++++ Records provided

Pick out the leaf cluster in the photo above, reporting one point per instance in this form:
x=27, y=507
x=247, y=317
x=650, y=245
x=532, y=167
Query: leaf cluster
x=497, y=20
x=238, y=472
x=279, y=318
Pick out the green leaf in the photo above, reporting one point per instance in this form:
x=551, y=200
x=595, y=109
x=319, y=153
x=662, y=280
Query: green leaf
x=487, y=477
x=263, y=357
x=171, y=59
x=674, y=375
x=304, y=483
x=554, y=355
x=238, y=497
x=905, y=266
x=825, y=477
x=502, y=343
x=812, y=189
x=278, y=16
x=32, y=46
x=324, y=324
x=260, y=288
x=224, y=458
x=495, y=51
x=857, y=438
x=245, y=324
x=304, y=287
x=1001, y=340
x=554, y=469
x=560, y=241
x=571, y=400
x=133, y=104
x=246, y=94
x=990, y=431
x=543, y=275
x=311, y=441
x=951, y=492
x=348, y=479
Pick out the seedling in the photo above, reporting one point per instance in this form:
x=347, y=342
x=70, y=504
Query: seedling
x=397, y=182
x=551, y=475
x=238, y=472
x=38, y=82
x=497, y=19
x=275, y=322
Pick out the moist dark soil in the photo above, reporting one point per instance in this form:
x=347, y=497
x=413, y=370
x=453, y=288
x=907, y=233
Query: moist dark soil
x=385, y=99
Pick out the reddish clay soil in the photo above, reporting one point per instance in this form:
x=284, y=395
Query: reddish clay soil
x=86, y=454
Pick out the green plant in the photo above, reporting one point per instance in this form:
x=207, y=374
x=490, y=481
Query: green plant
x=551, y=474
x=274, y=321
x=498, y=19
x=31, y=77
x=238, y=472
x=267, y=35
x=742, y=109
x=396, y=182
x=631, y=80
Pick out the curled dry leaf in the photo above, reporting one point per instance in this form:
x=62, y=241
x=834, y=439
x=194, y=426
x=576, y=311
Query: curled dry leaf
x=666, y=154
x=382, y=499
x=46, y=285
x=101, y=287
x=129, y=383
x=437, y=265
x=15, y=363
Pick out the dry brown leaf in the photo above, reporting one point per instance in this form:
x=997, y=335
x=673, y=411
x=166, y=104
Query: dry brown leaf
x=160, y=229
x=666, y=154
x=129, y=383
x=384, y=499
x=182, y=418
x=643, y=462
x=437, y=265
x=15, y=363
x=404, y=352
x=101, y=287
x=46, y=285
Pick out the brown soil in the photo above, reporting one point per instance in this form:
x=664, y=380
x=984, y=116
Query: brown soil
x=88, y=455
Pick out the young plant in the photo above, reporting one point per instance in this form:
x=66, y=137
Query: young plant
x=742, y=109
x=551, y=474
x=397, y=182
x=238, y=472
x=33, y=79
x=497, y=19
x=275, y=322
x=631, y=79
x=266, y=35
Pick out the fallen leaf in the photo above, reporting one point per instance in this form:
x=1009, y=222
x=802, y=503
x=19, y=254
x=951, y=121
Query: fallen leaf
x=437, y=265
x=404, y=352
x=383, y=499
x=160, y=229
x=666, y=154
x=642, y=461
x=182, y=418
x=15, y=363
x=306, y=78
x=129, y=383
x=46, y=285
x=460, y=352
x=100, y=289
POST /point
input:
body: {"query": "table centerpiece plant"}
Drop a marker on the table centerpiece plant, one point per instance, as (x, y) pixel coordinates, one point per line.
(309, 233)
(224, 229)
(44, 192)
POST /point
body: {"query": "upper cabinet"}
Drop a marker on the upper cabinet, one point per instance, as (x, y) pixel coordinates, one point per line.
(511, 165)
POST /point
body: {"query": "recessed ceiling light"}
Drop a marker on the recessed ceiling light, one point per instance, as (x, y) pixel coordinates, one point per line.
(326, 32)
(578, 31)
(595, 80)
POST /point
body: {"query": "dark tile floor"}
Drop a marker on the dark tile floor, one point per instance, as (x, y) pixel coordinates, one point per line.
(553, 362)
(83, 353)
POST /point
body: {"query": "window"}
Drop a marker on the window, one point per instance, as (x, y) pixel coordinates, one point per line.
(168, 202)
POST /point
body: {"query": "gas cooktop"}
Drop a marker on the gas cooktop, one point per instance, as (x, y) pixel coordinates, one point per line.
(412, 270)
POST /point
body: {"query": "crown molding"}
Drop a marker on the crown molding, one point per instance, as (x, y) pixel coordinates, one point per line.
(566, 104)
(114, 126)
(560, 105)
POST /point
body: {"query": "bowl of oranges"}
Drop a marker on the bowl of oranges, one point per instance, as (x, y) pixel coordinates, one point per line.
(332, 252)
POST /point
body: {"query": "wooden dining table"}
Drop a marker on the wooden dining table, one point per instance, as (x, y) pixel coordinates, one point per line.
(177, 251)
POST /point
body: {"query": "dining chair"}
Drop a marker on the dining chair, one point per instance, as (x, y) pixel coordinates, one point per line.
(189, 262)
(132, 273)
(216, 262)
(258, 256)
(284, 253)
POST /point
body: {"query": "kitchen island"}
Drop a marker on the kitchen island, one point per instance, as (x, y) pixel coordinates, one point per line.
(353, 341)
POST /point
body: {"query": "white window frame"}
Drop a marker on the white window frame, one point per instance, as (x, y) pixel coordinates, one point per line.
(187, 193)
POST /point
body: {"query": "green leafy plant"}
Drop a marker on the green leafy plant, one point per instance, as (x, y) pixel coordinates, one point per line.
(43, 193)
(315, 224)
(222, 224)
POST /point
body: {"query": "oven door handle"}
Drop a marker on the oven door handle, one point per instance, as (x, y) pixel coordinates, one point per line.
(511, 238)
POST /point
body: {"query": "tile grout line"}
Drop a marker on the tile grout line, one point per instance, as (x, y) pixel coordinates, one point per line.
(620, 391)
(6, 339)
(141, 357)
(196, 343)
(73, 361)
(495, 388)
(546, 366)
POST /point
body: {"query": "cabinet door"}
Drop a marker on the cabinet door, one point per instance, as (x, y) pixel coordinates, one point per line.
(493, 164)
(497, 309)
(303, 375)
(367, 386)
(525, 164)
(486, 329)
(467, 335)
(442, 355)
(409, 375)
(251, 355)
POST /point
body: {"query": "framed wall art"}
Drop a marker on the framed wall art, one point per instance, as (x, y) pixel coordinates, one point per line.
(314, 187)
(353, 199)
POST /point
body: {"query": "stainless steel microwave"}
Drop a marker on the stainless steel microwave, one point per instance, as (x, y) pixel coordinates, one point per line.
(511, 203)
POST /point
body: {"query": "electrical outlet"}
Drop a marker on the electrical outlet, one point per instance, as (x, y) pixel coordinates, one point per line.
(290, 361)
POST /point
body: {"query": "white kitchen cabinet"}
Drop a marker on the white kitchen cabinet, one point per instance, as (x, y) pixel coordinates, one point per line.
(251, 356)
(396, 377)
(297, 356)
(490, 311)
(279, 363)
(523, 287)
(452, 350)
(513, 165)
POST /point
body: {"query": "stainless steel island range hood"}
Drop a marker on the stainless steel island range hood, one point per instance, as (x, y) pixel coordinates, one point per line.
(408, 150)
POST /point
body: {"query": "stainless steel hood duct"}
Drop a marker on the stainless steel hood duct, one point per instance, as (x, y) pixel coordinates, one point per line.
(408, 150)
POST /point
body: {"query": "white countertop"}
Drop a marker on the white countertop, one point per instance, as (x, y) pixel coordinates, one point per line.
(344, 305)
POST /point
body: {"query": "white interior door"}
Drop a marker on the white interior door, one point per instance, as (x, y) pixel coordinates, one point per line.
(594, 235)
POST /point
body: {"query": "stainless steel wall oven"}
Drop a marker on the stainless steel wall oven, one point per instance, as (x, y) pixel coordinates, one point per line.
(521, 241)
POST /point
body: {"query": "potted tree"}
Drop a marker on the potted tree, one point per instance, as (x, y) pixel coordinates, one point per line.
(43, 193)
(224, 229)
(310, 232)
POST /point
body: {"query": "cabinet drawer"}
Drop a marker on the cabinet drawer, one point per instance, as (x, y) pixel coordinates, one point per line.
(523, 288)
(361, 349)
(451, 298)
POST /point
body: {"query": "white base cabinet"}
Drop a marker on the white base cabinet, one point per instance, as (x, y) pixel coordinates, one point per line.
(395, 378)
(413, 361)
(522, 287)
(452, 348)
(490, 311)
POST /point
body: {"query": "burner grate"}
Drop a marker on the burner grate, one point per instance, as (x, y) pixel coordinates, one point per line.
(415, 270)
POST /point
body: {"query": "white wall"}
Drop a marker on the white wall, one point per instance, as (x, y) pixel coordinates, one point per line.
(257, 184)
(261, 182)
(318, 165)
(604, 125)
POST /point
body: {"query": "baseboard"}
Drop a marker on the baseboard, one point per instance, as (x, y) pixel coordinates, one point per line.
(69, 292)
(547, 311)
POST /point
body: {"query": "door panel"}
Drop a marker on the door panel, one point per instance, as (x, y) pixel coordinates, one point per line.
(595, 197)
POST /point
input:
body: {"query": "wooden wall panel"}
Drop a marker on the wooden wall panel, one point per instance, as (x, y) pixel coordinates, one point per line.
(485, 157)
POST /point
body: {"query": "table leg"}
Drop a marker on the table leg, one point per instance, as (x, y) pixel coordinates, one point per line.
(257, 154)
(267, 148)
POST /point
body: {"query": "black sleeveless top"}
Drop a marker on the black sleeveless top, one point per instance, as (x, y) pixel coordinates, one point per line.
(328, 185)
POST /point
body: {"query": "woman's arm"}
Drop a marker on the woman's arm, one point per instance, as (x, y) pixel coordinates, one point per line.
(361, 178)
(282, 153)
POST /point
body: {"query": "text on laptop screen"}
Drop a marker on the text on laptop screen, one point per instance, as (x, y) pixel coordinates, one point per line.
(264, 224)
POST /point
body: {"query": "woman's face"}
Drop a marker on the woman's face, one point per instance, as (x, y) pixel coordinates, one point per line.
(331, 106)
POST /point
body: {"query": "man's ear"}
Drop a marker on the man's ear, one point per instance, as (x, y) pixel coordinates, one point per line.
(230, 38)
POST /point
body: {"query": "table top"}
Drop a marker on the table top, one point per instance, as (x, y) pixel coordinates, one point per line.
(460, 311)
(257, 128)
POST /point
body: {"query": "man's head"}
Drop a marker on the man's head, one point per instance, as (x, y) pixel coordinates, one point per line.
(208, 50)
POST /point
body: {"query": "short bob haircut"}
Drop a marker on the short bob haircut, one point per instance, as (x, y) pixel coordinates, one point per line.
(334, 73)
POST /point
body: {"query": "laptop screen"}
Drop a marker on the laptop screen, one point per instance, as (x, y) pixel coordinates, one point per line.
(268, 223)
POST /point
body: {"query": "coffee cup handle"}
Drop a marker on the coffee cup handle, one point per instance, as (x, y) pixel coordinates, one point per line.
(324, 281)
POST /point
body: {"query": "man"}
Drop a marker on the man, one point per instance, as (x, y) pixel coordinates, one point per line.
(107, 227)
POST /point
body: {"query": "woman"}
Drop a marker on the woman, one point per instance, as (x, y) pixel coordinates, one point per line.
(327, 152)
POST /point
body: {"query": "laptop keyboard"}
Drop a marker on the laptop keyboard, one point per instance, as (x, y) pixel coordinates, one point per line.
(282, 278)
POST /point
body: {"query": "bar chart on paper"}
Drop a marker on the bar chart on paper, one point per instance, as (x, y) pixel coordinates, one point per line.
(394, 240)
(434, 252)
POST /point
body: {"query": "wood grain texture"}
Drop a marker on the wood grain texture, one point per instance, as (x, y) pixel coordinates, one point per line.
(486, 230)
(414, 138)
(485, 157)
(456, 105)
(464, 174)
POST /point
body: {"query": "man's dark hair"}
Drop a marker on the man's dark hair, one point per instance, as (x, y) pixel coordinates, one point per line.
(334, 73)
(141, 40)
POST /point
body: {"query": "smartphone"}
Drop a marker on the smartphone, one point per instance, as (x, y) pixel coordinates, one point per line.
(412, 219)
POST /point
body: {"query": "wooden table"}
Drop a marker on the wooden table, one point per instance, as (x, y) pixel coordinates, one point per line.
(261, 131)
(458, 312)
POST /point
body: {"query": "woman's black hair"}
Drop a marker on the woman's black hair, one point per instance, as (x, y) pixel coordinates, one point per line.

++++++++

What is expected -
Of the lines above, output exactly those from the line bearing "Query: moist dark soil" through the line bearing "x=166, y=104", inclusive.

Finished task -
Query: moist dark soil
x=385, y=99
Pick out the reddish clay soil in the photo above, reporting one point per instance in this form:
x=284, y=395
Query: reddish clay soil
x=86, y=454
Pick out the green plant in the photo above, reporting one point per instance in this form:
x=207, y=374
x=490, y=481
Query: green plant
x=551, y=474
x=274, y=321
x=498, y=19
x=31, y=77
x=238, y=472
x=267, y=35
x=742, y=109
x=396, y=182
x=631, y=80
Pick out the curled dry leaf in the photo above, reporting one point per instance in this form:
x=62, y=241
x=834, y=439
x=194, y=426
x=576, y=311
Query: curled dry leaf
x=666, y=154
x=382, y=499
x=46, y=285
x=101, y=287
x=129, y=383
x=437, y=265
x=15, y=363
Pick out the dry brown leaf in the photo above, reporting one point per instance in this form:
x=997, y=335
x=673, y=411
x=166, y=104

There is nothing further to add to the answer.